### [EXERCISE AIM]
Return the records below from the line containing "of the hanging" onward, exactly, through and including the last line.

Dataset records about object locations
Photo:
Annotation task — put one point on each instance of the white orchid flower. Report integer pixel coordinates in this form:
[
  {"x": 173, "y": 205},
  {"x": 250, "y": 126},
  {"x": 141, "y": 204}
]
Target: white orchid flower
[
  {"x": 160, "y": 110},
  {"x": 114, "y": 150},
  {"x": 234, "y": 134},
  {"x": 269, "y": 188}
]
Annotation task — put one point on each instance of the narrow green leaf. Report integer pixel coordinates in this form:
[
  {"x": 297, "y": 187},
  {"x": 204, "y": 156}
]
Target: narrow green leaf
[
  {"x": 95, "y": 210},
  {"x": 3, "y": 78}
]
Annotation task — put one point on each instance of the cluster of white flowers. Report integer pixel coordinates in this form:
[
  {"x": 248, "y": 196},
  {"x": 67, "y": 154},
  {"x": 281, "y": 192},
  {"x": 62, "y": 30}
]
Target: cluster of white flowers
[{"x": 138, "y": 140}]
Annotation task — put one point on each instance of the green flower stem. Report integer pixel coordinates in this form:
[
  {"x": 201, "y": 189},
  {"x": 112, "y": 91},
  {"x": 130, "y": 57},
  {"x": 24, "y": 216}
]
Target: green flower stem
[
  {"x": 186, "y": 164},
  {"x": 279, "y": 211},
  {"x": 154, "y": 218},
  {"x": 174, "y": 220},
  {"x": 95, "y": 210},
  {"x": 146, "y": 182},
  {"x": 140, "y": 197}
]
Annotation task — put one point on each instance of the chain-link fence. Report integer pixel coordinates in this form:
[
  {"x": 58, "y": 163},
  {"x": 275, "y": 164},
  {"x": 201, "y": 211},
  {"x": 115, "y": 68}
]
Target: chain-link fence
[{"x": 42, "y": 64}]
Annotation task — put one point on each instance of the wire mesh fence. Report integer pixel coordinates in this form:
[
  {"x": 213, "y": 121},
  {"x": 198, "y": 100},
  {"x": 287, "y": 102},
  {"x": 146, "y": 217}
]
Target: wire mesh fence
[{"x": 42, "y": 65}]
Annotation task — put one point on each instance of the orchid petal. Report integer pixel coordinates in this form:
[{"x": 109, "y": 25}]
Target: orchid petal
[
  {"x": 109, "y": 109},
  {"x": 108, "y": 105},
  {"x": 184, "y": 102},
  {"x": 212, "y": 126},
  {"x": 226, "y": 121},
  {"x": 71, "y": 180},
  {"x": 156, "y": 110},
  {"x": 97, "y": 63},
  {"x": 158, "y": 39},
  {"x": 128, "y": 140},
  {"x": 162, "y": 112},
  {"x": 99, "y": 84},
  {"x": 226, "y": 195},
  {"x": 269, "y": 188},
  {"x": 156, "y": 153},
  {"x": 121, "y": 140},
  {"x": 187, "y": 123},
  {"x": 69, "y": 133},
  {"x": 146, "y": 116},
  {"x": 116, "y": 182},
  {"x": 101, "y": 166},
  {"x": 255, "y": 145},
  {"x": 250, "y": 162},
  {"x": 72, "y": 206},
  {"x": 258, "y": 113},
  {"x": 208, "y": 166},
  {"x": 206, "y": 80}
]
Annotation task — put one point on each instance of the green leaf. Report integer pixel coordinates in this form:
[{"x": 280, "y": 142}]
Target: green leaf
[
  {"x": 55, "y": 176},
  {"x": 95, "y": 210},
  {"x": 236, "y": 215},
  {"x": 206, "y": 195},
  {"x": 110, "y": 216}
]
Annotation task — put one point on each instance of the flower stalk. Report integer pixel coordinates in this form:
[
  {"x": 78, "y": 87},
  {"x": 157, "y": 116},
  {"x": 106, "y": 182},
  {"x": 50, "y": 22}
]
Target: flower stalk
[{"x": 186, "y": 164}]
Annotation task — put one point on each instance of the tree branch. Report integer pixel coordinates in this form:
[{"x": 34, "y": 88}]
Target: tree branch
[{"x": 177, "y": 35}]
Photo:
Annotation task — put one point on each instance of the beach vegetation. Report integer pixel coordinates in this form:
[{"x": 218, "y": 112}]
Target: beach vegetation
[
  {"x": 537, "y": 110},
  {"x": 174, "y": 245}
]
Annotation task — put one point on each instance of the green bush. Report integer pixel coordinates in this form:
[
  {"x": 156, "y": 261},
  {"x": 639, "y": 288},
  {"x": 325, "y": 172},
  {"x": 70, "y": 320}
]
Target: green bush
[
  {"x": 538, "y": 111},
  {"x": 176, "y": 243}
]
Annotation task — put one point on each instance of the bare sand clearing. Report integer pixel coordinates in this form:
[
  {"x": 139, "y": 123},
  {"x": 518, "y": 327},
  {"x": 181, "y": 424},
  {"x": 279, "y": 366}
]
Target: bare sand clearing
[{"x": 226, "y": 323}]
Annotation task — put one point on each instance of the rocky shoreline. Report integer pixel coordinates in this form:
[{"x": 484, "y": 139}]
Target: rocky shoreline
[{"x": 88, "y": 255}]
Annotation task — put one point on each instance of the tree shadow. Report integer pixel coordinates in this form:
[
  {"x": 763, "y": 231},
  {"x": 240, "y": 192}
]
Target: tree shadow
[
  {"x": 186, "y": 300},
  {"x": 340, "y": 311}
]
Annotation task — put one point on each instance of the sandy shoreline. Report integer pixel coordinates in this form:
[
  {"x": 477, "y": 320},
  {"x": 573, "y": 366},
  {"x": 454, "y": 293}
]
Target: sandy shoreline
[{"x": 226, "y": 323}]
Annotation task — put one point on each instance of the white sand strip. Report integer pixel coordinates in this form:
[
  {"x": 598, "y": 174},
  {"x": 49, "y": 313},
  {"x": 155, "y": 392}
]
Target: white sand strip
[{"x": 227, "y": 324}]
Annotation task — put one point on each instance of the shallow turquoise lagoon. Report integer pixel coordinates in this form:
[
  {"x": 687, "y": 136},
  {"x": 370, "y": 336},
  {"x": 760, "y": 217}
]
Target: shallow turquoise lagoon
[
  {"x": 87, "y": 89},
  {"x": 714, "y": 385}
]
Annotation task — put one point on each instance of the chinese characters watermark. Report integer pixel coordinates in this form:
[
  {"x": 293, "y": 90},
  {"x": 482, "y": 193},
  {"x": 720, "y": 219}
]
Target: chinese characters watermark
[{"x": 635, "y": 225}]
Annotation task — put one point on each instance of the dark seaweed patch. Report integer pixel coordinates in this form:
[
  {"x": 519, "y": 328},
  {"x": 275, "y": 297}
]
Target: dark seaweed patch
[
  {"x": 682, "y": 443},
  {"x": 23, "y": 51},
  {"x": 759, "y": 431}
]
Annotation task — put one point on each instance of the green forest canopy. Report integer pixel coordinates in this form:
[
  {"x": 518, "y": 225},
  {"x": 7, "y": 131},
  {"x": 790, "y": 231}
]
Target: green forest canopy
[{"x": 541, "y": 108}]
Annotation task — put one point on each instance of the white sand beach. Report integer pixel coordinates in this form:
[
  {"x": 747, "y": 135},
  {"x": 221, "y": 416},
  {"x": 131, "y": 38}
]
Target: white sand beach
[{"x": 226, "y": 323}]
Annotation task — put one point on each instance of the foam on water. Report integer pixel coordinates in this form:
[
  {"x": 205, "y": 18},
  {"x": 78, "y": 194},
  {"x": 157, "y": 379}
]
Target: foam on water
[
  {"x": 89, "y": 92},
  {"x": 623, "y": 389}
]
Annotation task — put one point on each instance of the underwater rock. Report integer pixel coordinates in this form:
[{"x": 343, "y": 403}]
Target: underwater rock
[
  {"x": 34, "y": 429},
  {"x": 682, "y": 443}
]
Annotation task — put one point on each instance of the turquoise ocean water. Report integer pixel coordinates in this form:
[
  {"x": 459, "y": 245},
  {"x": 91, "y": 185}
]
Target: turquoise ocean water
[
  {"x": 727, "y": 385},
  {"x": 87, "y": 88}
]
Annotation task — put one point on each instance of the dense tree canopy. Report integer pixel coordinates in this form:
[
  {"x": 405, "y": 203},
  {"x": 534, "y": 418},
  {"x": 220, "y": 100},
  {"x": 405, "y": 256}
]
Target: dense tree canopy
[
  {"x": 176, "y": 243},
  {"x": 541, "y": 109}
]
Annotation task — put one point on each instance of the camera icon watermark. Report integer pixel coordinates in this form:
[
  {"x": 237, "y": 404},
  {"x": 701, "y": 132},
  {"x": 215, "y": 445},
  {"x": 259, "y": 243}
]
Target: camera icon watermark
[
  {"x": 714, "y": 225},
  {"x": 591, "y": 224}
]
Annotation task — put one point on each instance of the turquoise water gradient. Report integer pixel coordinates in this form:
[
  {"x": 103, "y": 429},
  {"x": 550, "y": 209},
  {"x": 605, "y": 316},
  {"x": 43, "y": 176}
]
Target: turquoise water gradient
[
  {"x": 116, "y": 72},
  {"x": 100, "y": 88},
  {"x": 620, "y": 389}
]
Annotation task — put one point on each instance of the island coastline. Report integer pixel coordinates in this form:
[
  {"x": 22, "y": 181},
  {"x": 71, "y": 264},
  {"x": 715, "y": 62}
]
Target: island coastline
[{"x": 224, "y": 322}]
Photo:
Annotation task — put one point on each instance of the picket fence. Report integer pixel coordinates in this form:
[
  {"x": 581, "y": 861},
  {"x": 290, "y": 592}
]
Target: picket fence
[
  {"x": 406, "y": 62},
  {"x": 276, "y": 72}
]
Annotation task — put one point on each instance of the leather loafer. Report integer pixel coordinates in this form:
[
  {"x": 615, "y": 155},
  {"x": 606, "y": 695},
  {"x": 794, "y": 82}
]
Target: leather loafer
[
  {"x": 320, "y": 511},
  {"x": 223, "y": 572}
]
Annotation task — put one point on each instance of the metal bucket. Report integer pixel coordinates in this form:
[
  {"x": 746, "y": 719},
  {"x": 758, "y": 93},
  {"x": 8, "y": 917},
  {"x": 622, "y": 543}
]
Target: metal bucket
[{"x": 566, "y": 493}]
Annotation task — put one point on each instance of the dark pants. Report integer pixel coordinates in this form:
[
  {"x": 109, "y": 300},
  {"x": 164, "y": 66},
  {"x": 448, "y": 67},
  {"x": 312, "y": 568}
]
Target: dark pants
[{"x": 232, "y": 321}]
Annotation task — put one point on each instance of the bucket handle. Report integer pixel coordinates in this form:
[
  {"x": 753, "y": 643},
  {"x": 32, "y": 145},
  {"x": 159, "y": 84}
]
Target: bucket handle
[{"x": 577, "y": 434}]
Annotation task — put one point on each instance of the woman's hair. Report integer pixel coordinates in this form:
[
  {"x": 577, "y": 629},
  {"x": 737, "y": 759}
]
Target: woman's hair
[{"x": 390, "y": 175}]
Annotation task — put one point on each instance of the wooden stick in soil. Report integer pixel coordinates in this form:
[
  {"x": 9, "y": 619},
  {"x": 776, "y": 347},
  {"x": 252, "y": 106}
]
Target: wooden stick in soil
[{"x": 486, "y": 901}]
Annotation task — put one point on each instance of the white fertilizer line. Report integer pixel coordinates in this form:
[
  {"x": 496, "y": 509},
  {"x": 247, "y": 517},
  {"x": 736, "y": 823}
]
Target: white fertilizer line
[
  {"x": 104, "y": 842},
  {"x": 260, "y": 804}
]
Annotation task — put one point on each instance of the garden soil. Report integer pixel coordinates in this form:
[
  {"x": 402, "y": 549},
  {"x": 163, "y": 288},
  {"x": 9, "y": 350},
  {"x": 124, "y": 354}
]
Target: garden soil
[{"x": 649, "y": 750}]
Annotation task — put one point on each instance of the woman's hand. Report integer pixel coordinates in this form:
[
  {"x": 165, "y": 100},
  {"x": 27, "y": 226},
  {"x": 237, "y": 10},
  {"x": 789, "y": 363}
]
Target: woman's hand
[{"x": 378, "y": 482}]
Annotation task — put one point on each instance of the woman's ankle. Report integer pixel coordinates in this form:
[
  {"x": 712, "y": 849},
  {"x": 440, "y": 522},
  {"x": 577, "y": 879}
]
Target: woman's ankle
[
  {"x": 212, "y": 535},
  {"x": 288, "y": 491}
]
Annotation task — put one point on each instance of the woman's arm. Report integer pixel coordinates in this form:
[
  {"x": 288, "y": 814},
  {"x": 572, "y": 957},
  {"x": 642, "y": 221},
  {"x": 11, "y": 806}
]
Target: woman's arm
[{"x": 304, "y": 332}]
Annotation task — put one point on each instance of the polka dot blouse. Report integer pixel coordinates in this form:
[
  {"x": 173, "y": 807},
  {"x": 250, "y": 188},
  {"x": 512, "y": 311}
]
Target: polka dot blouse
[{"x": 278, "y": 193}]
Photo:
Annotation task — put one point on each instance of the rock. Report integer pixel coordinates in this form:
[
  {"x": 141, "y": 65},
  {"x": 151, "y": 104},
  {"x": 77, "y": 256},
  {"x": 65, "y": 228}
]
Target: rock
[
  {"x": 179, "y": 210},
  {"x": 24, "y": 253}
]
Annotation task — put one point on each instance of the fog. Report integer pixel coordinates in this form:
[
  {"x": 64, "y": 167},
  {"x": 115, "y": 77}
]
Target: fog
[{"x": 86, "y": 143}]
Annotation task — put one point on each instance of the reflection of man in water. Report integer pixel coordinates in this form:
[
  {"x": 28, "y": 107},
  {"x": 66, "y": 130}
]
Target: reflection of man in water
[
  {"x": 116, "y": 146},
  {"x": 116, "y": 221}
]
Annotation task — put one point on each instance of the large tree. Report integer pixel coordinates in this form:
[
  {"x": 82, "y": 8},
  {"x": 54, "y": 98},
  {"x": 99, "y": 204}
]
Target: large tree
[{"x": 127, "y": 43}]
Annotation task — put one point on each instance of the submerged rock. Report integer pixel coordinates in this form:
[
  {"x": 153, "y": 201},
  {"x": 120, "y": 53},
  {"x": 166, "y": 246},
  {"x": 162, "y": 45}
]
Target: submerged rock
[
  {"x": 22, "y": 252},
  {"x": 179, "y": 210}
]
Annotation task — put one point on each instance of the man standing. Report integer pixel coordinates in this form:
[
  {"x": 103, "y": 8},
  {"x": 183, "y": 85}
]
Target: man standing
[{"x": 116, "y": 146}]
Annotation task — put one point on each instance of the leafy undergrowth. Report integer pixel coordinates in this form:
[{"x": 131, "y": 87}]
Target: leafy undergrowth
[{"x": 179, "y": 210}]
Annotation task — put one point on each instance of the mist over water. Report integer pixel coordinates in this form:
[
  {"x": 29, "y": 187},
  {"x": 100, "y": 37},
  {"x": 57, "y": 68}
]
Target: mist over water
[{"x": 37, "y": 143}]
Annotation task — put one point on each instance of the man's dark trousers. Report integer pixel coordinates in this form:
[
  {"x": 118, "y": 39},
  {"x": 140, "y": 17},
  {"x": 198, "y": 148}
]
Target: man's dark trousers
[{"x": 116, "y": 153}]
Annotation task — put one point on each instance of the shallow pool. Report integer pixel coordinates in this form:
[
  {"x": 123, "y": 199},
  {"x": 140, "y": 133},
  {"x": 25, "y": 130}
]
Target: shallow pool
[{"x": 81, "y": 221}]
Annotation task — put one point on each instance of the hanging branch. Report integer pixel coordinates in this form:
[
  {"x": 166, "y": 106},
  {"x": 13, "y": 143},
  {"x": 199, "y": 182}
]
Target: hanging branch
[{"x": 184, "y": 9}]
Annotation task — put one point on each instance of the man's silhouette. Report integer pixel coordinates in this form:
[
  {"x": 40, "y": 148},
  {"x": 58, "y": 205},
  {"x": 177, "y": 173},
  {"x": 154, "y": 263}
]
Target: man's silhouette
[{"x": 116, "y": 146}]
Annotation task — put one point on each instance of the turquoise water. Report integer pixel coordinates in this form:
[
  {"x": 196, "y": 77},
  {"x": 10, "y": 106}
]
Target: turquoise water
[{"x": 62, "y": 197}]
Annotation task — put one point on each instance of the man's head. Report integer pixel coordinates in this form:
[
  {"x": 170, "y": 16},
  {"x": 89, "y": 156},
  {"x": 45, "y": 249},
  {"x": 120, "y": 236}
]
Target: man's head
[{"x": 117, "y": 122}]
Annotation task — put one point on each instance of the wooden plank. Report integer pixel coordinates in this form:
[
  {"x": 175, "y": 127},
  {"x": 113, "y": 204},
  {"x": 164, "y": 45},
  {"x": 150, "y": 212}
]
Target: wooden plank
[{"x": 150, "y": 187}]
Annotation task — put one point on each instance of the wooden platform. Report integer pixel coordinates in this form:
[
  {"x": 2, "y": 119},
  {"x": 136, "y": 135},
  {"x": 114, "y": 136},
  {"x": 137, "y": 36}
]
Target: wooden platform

### [RESPONSE TO THE TASK]
Annotation task — put one point on each instance of the hanging branch. Report integer pixel coordinates in this form:
[
  {"x": 166, "y": 106},
  {"x": 13, "y": 143},
  {"x": 199, "y": 182}
]
Target: hanging branch
[{"x": 184, "y": 9}]
Annotation task — put one point on each instance of the man's silhouette. Report integer pixel coordinates in this form:
[
  {"x": 40, "y": 148},
  {"x": 58, "y": 205},
  {"x": 177, "y": 173},
  {"x": 154, "y": 263}
]
Target: man's silhouette
[{"x": 116, "y": 146}]
Annotation task — put one point on each instance of the turquoise water. Report integer pixel coordinates in this form:
[
  {"x": 196, "y": 77},
  {"x": 10, "y": 106}
]
Target: turquoise water
[{"x": 62, "y": 197}]
Annotation task — put one point on each instance of the man's head. Report integer pixel coordinates in this form:
[
  {"x": 170, "y": 16},
  {"x": 89, "y": 156},
  {"x": 45, "y": 249},
  {"x": 120, "y": 236}
]
Target: man's head
[{"x": 117, "y": 122}]
Annotation task — put one point on each instance of the wooden plank. Report integer pixel coordinates in this form:
[
  {"x": 175, "y": 127},
  {"x": 113, "y": 204},
  {"x": 164, "y": 45},
  {"x": 150, "y": 212}
]
Target: wooden plank
[{"x": 150, "y": 187}]
Annotation task — put one point on each instance of the wooden platform. Report integer pixel coordinates in this form:
[
  {"x": 2, "y": 119},
  {"x": 136, "y": 135},
  {"x": 114, "y": 136},
  {"x": 137, "y": 36}
]
Target: wooden platform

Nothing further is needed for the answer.